Required action —
From the entries, filter out every line that lacks "screen" and copy the rest.

= = = = =

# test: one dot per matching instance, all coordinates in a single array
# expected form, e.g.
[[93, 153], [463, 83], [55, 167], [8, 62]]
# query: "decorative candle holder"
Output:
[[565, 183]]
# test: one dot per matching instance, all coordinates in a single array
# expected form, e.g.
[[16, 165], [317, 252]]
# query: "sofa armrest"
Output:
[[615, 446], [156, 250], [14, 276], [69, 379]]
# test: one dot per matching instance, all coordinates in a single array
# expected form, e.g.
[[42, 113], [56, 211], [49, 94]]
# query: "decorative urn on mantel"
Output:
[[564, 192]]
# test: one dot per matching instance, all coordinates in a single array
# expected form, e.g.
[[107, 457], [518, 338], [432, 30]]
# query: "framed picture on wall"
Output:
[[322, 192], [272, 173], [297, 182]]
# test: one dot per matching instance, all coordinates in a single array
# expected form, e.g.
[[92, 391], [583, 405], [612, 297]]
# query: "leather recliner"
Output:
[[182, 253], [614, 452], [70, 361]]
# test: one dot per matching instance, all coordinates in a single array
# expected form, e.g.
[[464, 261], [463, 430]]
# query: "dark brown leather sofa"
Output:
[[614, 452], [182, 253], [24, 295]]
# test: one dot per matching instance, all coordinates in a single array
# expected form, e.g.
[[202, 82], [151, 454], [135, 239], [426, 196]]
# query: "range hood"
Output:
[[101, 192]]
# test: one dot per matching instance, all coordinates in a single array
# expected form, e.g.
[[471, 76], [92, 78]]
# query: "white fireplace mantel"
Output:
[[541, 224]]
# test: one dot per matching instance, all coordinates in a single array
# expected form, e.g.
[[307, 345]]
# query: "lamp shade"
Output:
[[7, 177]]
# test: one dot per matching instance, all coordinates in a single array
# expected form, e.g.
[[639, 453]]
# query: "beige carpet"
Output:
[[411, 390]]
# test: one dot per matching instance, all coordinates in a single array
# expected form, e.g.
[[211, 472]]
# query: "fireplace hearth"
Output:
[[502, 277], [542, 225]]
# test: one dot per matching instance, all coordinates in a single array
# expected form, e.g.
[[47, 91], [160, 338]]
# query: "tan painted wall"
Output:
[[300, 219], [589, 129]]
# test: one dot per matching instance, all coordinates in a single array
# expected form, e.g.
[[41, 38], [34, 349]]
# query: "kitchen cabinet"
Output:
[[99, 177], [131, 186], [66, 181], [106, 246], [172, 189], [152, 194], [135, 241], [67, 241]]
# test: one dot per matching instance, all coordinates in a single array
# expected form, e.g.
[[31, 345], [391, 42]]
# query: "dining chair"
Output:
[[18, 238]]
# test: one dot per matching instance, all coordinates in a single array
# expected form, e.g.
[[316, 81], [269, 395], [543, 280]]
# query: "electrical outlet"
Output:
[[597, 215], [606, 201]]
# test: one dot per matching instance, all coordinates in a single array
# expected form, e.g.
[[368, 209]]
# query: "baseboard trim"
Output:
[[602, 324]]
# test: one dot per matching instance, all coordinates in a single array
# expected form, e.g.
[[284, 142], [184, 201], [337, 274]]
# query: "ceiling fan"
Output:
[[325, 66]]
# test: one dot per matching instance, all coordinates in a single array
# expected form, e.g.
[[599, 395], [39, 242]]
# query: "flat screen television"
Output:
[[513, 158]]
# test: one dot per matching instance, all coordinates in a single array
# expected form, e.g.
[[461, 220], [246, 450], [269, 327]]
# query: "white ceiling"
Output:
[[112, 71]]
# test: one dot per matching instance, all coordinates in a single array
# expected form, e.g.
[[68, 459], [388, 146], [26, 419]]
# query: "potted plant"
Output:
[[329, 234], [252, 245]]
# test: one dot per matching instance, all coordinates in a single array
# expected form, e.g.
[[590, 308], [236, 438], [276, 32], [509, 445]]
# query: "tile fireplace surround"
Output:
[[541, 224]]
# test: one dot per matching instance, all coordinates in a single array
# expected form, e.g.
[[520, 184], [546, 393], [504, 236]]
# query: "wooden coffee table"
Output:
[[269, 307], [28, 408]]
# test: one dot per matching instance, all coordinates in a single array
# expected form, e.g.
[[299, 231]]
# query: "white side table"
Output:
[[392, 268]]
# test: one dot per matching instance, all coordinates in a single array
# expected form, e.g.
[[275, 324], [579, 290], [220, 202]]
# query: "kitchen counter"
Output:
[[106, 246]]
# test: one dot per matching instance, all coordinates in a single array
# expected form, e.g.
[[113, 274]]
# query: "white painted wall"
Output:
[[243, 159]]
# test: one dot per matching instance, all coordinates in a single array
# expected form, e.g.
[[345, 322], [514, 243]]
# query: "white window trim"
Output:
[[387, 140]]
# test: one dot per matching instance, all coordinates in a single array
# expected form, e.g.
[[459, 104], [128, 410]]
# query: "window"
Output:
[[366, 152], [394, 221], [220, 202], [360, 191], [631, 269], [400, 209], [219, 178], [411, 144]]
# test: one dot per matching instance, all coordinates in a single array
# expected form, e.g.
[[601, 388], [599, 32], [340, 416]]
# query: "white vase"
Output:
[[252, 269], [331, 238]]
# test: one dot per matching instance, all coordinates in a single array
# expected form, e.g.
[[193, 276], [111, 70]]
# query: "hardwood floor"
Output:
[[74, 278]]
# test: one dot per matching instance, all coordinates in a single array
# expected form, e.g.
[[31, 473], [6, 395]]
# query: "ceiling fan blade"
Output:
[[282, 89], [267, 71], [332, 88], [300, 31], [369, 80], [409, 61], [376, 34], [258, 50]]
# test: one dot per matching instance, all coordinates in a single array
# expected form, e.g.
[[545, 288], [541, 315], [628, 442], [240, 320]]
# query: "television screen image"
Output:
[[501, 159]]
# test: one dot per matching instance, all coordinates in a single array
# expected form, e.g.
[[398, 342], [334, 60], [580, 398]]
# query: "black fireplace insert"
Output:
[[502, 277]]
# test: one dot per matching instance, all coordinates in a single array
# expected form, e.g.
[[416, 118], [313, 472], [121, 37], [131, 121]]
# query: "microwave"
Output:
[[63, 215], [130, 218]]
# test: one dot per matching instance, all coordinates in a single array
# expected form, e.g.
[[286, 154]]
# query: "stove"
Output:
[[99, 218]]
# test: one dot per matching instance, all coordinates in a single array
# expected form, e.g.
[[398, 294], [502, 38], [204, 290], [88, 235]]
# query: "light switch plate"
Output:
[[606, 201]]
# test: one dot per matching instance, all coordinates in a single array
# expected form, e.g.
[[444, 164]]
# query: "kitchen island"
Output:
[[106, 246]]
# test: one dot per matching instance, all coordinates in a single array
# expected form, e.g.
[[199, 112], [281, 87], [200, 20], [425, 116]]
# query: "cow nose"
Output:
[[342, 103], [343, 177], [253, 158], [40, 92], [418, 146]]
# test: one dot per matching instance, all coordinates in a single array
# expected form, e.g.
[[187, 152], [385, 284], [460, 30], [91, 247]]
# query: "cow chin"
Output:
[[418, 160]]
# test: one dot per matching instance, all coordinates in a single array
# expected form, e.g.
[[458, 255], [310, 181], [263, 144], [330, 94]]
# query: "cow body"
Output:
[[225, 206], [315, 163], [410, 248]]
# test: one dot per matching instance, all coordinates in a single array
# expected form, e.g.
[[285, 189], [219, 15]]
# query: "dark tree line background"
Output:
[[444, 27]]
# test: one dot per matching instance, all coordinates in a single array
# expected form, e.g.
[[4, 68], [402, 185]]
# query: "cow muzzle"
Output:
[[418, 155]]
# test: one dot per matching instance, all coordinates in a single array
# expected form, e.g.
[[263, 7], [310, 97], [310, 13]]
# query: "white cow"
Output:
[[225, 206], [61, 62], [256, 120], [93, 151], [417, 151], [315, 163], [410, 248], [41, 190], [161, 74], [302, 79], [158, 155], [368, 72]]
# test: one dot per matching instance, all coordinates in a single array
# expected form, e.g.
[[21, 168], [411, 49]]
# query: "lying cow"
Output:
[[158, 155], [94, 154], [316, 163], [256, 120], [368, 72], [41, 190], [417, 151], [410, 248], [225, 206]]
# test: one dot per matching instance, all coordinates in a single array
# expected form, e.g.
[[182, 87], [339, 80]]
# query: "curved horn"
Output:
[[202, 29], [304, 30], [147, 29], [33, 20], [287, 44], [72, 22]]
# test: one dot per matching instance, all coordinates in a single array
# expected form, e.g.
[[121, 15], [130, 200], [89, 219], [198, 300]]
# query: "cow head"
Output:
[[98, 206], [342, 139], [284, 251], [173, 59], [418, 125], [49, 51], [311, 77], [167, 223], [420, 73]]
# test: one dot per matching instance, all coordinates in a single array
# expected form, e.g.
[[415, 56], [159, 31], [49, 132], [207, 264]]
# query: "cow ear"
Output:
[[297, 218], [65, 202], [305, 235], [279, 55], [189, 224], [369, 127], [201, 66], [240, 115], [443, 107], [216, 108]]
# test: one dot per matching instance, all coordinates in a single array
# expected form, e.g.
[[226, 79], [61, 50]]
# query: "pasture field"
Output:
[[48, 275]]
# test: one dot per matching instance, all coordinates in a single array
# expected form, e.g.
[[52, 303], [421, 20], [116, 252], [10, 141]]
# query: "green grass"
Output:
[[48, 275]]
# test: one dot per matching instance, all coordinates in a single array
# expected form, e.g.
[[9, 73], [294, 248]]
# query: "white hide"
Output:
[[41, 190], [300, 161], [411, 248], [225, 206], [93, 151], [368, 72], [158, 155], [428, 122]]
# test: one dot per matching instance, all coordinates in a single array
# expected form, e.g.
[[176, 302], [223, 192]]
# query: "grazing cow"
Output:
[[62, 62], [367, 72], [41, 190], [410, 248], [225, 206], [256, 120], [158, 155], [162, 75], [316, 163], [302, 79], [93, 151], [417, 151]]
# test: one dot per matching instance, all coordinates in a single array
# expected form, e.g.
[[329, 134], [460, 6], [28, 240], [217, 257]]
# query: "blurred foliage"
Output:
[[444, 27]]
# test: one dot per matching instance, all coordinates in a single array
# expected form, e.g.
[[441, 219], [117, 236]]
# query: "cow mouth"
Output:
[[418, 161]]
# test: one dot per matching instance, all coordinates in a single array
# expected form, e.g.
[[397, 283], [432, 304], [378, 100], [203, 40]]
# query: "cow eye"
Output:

= = = = =

Answer section —
# query: "flat screen television"
# query: "television screen image"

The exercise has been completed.